_PASSAGE FOR REVIEW_:
A needle-free universal vaccine may soon be on the horizon. Scientists have successfully run the first trial, which showed the vaccine can safely elicit an immune response to several viruses. But more research is needed before it’s approved for widespread use, so larger trials are now planned.
How was the vaccine developed? This is the first human-tested inoculation in which the active component was designed by computer simulations, according to a study published in the Journal of Infection. The vaccine has an AI-created “super-antigen,” a “protein that mimics shared features across multiple coronaviruses, rather than targeting a single specific strain, which can trigger the body’s immune system to fight a broad array of pathogens,” said Euronews.
“Viruses like influenza, coronaviruses and the Ebola group are evolving continuously, and by the time vaccines are rolled out, they may be poorly matched,” said the study’s chief investigator, Saul Faust, in a news release. But this new universal vaccine is “future-proofed,” as it not only protects “against many variants simultaneously” but also “potentially against related viruses that haven’t yet emerged.”
The vaccine is needle-free, administered through a microfluidic jet that “uses a high-pressure, hair-thin stream of liquid to push vaccine blueprints directly into skin cells,” said Sky News. Without needles, it has greater “global applicability,” said Euronews. And it doesn’t have to be kept as cold as traditional vaccines, making it “well-suited for use in low- and middle-income countries.”

_DATA SUPPLIED_:

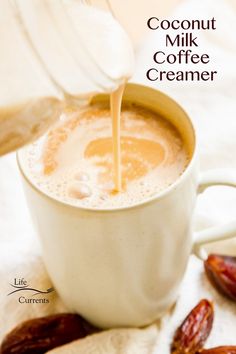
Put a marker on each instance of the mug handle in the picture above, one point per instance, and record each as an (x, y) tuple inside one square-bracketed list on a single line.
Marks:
[(210, 178)]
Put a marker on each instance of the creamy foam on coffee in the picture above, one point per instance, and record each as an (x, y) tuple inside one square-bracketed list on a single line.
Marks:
[(74, 162)]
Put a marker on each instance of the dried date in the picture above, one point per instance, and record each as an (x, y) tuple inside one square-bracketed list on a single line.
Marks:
[(221, 271), (39, 335), (194, 330)]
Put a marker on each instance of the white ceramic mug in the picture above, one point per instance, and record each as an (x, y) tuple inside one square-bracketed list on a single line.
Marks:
[(123, 267)]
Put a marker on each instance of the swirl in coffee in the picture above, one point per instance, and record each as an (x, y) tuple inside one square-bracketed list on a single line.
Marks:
[(74, 161)]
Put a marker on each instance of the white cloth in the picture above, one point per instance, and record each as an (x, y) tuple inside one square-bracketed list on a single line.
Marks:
[(212, 108)]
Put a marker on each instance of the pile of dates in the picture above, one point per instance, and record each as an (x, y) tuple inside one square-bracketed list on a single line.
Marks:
[(40, 335)]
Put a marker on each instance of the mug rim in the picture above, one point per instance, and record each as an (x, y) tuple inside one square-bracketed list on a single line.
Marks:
[(149, 200)]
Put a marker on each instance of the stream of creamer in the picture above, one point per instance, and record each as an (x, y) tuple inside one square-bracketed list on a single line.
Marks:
[(115, 106)]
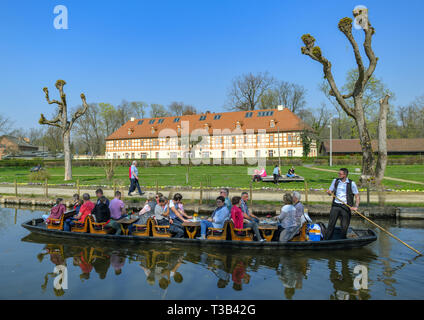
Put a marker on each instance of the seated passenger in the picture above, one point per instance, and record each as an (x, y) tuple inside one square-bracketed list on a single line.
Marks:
[(290, 173), (145, 213), (288, 226), (56, 212), (219, 216), (84, 211), (162, 212), (177, 217), (241, 217), (76, 203), (117, 211), (101, 211)]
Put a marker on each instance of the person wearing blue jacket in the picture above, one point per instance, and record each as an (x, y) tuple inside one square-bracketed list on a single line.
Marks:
[(218, 218)]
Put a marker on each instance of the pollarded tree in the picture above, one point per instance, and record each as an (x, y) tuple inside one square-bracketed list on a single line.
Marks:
[(61, 121), (370, 169)]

_ACTIVITIES_:
- a) According to the vaccine article, which journal published the study?
- b) Quote the vaccine article word for word, starting at "A needle-free universal" and ending at "are now planned.".
The data is separate material, apart from the vaccine article.

_RESPONSES_:
- a) The Journal of Infection.

- b)
A needle-free universal vaccine may soon be on the horizon. Scientists have successfully run the first trial, which showed the vaccine can safely elicit an immune response to several viruses. But more research is needed before it’s approved for widespread use, so larger trials are now planned.